▶ **Stated goal**
Copy the following entries word for word, leaving out the pictures.

[Entries from a collection]
........
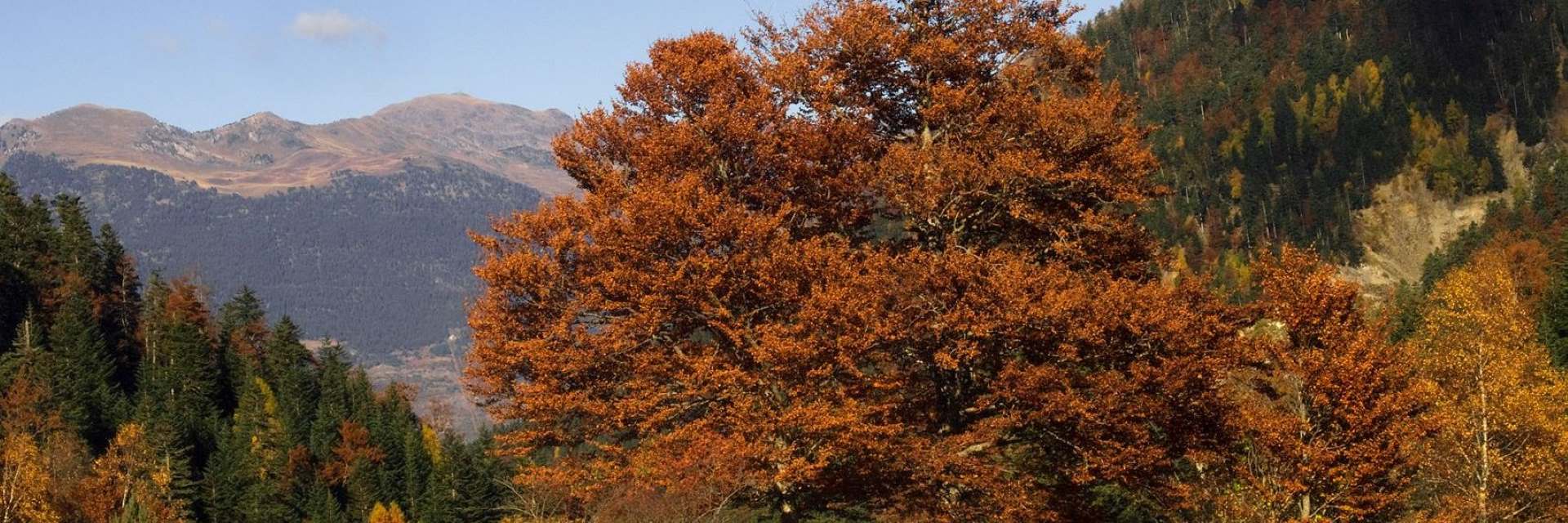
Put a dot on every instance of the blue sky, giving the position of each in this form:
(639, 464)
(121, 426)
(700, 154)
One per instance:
(204, 63)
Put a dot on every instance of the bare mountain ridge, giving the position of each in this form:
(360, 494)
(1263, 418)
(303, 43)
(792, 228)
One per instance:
(265, 153)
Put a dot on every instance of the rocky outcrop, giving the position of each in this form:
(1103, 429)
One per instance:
(265, 153)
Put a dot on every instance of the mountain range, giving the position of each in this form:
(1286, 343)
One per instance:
(265, 153)
(359, 223)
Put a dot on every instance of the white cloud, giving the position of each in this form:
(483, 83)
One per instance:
(333, 25)
(165, 42)
(216, 25)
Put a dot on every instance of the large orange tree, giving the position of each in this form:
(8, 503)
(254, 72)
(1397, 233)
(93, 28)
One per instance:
(880, 258)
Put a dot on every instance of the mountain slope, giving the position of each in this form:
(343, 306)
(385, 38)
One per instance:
(1278, 120)
(383, 260)
(265, 153)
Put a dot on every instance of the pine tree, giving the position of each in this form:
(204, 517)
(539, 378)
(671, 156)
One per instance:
(179, 376)
(121, 302)
(24, 255)
(82, 373)
(333, 405)
(242, 333)
(287, 363)
(78, 248)
(322, 506)
(1552, 318)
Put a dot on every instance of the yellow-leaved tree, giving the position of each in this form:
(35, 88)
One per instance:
(1503, 426)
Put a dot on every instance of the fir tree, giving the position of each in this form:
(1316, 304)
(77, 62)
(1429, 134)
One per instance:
(82, 373)
(1552, 318)
(121, 297)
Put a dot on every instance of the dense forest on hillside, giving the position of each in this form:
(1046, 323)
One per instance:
(337, 255)
(127, 402)
(886, 262)
(898, 262)
(1275, 118)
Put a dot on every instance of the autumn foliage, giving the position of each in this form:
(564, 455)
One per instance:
(1332, 410)
(879, 260)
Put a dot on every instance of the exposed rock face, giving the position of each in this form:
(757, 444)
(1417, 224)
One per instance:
(265, 153)
(1405, 223)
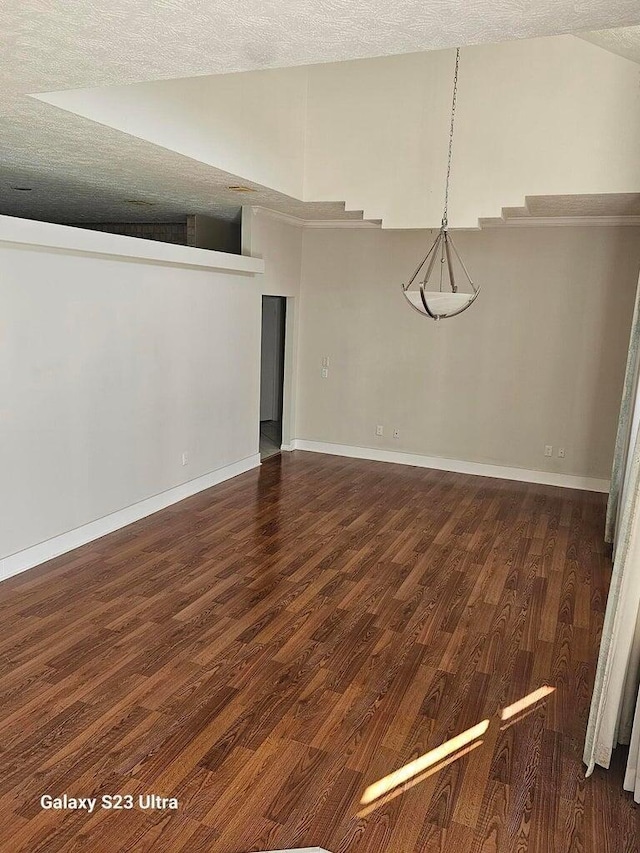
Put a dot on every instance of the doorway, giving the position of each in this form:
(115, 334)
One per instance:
(272, 374)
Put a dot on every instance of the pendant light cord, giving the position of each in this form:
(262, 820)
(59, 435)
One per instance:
(453, 115)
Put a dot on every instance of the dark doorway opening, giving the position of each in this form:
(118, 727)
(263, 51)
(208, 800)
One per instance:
(272, 374)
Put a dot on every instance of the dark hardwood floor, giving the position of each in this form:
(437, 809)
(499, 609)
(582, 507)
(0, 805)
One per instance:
(267, 649)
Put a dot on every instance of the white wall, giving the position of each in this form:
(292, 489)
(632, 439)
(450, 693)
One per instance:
(110, 369)
(535, 117)
(538, 359)
(279, 244)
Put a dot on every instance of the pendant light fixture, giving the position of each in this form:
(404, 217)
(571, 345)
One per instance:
(433, 288)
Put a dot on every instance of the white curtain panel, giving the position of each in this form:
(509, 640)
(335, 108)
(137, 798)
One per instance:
(615, 707)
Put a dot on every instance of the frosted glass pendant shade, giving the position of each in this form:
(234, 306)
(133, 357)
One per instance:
(435, 288)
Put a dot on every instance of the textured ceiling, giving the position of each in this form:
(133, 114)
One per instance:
(83, 171)
(625, 42)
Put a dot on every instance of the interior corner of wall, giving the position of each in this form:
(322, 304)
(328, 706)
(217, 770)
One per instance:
(246, 217)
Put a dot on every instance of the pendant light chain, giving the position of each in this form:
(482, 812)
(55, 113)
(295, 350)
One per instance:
(453, 115)
(422, 291)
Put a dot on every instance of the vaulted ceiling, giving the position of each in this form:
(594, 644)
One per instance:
(78, 169)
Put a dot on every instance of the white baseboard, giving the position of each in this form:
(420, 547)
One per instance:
(43, 551)
(569, 481)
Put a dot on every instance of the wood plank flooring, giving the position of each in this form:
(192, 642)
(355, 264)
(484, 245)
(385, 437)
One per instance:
(267, 649)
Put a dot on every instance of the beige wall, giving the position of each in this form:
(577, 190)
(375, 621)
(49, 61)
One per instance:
(539, 358)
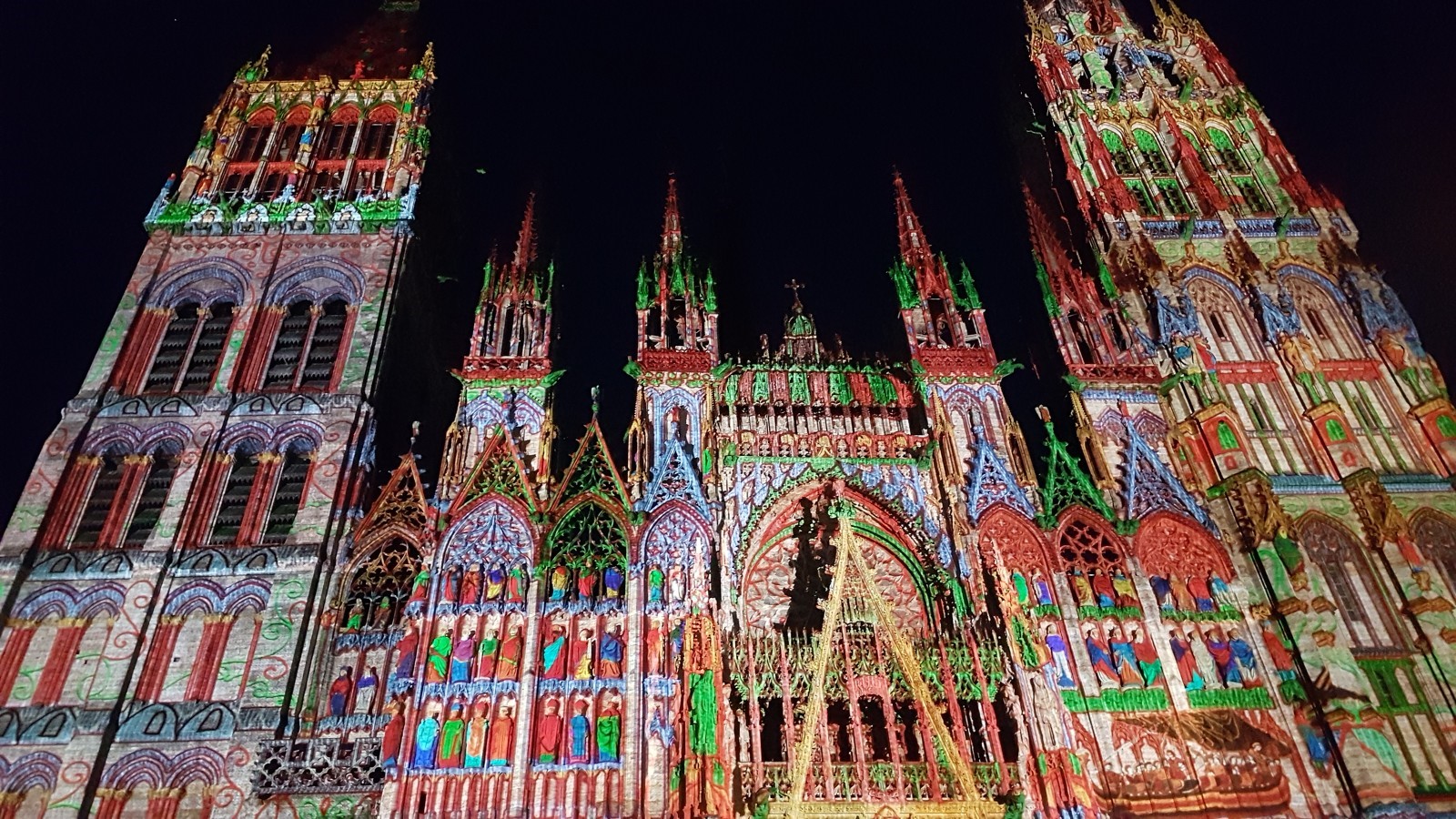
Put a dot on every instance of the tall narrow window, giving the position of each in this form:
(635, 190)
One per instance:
(339, 138)
(191, 347)
(1356, 592)
(1152, 152)
(252, 138)
(379, 136)
(1230, 157)
(153, 497)
(233, 504)
(288, 494)
(1121, 159)
(308, 346)
(99, 501)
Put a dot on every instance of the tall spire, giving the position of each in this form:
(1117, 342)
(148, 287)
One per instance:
(526, 242)
(672, 223)
(914, 244)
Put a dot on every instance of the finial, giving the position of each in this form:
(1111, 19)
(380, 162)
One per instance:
(526, 242)
(672, 220)
(258, 69)
(795, 285)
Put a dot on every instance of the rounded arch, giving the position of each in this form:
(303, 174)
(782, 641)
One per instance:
(197, 765)
(492, 531)
(1349, 579)
(63, 601)
(317, 278)
(203, 280)
(1434, 533)
(113, 438)
(198, 596)
(1324, 312)
(1008, 533)
(1172, 545)
(1225, 317)
(28, 773)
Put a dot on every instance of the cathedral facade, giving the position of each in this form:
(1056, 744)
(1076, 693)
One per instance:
(814, 584)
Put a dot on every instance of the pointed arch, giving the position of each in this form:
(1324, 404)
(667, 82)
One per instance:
(1350, 581)
(494, 531)
(1171, 545)
(673, 533)
(1434, 535)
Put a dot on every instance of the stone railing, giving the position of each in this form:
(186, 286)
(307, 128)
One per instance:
(318, 765)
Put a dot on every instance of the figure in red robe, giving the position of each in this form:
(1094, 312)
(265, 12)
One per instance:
(407, 649)
(582, 652)
(509, 665)
(393, 736)
(470, 586)
(548, 734)
(555, 654)
(586, 584)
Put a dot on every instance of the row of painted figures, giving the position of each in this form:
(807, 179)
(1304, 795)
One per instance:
(485, 742)
(1121, 656)
(1107, 591)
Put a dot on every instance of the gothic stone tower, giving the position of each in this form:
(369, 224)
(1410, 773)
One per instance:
(164, 561)
(1223, 329)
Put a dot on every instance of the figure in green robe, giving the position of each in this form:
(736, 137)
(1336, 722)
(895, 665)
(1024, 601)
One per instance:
(703, 727)
(451, 741)
(439, 669)
(609, 733)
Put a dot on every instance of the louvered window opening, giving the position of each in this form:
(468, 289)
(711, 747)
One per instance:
(288, 494)
(320, 334)
(189, 350)
(99, 503)
(233, 504)
(152, 500)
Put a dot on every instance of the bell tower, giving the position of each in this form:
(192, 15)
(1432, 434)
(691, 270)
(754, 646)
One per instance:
(197, 496)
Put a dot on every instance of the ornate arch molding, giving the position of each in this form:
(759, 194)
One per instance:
(492, 531)
(317, 278)
(201, 280)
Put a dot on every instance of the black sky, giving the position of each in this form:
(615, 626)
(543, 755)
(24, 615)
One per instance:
(783, 123)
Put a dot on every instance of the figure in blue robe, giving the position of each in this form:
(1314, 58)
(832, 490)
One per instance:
(427, 736)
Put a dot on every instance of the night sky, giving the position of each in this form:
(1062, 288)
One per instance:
(781, 121)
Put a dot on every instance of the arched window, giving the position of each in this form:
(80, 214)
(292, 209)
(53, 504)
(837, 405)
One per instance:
(191, 349)
(102, 497)
(337, 137)
(252, 138)
(1152, 152)
(233, 504)
(308, 346)
(379, 133)
(1121, 159)
(380, 586)
(1351, 584)
(1223, 146)
(293, 475)
(153, 497)
(1436, 537)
........
▶ **Correct response**
Put a dot on every instance of the blue sky, giving the position of each in this form:
(639, 464)
(121, 426)
(700, 154)
One per instance:
(204, 63)
Put a dot on every instance of the bare mountain ridge, giving the position of each in this form:
(360, 494)
(1263, 418)
(303, 43)
(792, 228)
One per instance:
(265, 153)
Put a dot on every instance of the rocky outcrop, giving the position of each in this form:
(1103, 429)
One per instance:
(265, 153)
Put a dot on every instance of the mountain range, giving the position of each in this form:
(1286, 343)
One per instance:
(265, 153)
(359, 223)
Put a dot on every instance of the white cloud, giving the position of each in this form:
(483, 83)
One per instance:
(333, 25)
(165, 42)
(216, 25)
Put a dot on every instance of the large orange tree, giving the position of each in this form:
(8, 503)
(254, 72)
(1397, 233)
(93, 28)
One per instance:
(880, 258)
Put a dot on every instance of the mountain slope, giving the position of each in this form:
(343, 306)
(385, 38)
One per instance:
(1278, 120)
(383, 260)
(265, 153)
Put a dot on every instance of the pine tree, giving the position of each in this form:
(204, 517)
(539, 378)
(671, 156)
One per instance:
(179, 376)
(121, 302)
(24, 255)
(82, 373)
(333, 405)
(242, 333)
(287, 363)
(78, 248)
(322, 506)
(1552, 318)
Put a dot on every instance of the yellow-leaved tree, giving the position of each in this form:
(35, 88)
One per instance:
(1503, 426)
Put a dot on every instance of the fir tree, giving the position of each in this form:
(1316, 304)
(77, 62)
(1429, 134)
One per instance:
(82, 373)
(1552, 318)
(121, 297)
Put a dot on every instance of the dense forest on hillside, giving the position of each in this form:
(1046, 323)
One per instance:
(337, 255)
(127, 402)
(886, 262)
(898, 262)
(1275, 118)
Put a dot on every instance of the autumn foliage, giving the position of each in this form:
(564, 455)
One per instance:
(1332, 410)
(879, 260)
Put a dot on every instance of the exposed rock face, giving the position of each in this form:
(757, 444)
(1417, 224)
One per instance:
(265, 153)
(1405, 223)
Put a dot on every instance of the doorway, giving the position of each in this form:
(115, 334)
One per instance:
(272, 374)
Put a dot on every instance of the pendant light cord, giving the position of each in this form:
(262, 820)
(59, 435)
One per instance:
(453, 115)
Put a dot on every instance of the dark doorway opening, giving the position of each in this form:
(118, 727)
(263, 51)
(208, 800)
One per instance:
(272, 374)
Put a dot on every instance of the dark hardwood floor, giving the position of each in this form:
(437, 809)
(499, 609)
(582, 507)
(0, 805)
One per instance:
(267, 649)
Put a dot on every instance of the white wall, giving the position of each in this form:
(292, 489)
(632, 439)
(450, 693)
One per instance:
(110, 369)
(535, 117)
(538, 359)
(279, 244)
Put a dot on every instance of the pendant light fixture, giving the position of each in this form:
(404, 217)
(571, 345)
One per instance:
(433, 288)
Put a dot on every instance of the white curtain panel, giving the position of each in this form:
(509, 640)
(335, 108)
(137, 798)
One per instance:
(615, 707)
Put a dot on every instance of the frosted glass pendant shade, giving the position of each in this form:
(234, 306)
(133, 357)
One per instance:
(435, 288)
Put a dot on every instance of the textured ceiling, giving the position of each in this form:
(133, 114)
One per instance:
(83, 171)
(625, 42)
Put a dot on every instance of the interior corner of wall, giving the position of each in this form:
(322, 304)
(328, 706)
(217, 770)
One per instance:
(246, 217)
Put a dot on every instance of the pendant light chain, giving the position of each in this form:
(482, 812)
(55, 113)
(295, 350)
One per instance:
(453, 115)
(422, 291)
Put a dot on every instance of the vaulted ceiling, giving the position of each in this form:
(594, 644)
One per instance:
(78, 169)
Put a dot on every instance of the white baseboard, giving the position of each in this form:
(420, 547)
One per instance:
(43, 551)
(569, 481)
Put a dot on every instance of the wood plank flooring, giving the position of each in this form:
(192, 642)
(355, 264)
(484, 245)
(385, 437)
One per instance:
(267, 649)
Put a dot on every instance of the beige wall, giving the position of each in this form:
(577, 190)
(375, 621)
(49, 61)
One per instance:
(539, 358)
Put a dot on every instance of the tall narrow window, giving the position of each in this form:
(635, 190)
One per instance:
(339, 138)
(191, 347)
(1356, 592)
(1152, 152)
(252, 138)
(379, 136)
(1230, 157)
(153, 497)
(233, 504)
(288, 494)
(1121, 159)
(308, 346)
(99, 501)
Put a dot on every instance of the tall spire, giving the position of each in this form:
(1117, 342)
(148, 287)
One per instance:
(526, 242)
(672, 223)
(914, 244)
Put a dot on every instance of the finial, giving the position of each in this form:
(1111, 19)
(380, 162)
One per instance:
(526, 242)
(672, 220)
(258, 69)
(795, 285)
Put a dot on every instance of the rounded arch, giving the position of each in this form:
(303, 174)
(782, 641)
One per instance:
(197, 765)
(492, 531)
(1349, 579)
(63, 601)
(317, 278)
(203, 280)
(1434, 533)
(113, 438)
(198, 596)
(1324, 312)
(1008, 533)
(1172, 545)
(1225, 317)
(28, 773)
Put a dot on every instance of the cathedral facade, giving the position of each in this form:
(1056, 744)
(1076, 693)
One per instance:
(814, 584)
Put a dot on every instance of the pointed arch, giving the position of each in this form:
(1324, 404)
(667, 82)
One per instance:
(1350, 581)
(494, 531)
(1171, 545)
(673, 533)
(1434, 535)
Put a dot on every instance of the stone railing, giving the position of each in this form:
(186, 286)
(307, 128)
One per instance:
(318, 765)
Put a dot on every instance of the figure in red robe, giving the position of each in this form:
(1094, 312)
(265, 12)
One per instance:
(407, 649)
(582, 652)
(509, 665)
(393, 736)
(470, 586)
(548, 734)
(555, 654)
(586, 584)
Put a dot on every instance of the row of painted figures, giving the position of each in this form:
(807, 179)
(1304, 795)
One per instance:
(485, 742)
(1121, 656)
(1107, 591)
Put a dot on every instance of the gothic stone tower, giving the position of each in this form:
(369, 224)
(1410, 773)
One per instance:
(164, 561)
(1223, 329)
Put a dot on every instance of the figure in green robe, giving the position of each in this form:
(736, 137)
(1336, 722)
(895, 665)
(1024, 601)
One per instance:
(703, 727)
(451, 741)
(439, 669)
(609, 733)
Put a dot on every instance of the louvered window opening, giving the position of each in this form:
(468, 289)
(711, 747)
One per instance:
(288, 494)
(320, 334)
(189, 350)
(99, 503)
(233, 504)
(152, 500)
Put a dot on every instance of the bell tower, giving the position of each in this form:
(192, 15)
(1432, 434)
(691, 270)
(754, 646)
One per instance:
(197, 496)
Put a dot on every instance of the ornate arch molding, giving the position of each in this form:
(759, 194)
One per instance:
(492, 531)
(317, 278)
(201, 280)
Put a dot on every instance of the black sky, giving the position of each in this form:
(615, 626)
(543, 755)
(24, 615)
One per instance:
(783, 123)
Put a dot on every instance of the figure in blue robe, giving the position of each in this form:
(1314, 58)
(832, 490)
One per instance:
(427, 736)
Put a dot on every instance of the night sky, giving the position of each in this form:
(1062, 288)
One per instance:
(781, 121)
Put a dot on every instance of the arched window, giving the position of each in this form:
(80, 214)
(292, 209)
(53, 504)
(837, 405)
One per instance:
(191, 349)
(102, 497)
(337, 137)
(252, 138)
(1152, 152)
(233, 504)
(308, 346)
(379, 133)
(1121, 159)
(380, 586)
(1351, 584)
(1223, 146)
(293, 475)
(153, 497)
(1436, 537)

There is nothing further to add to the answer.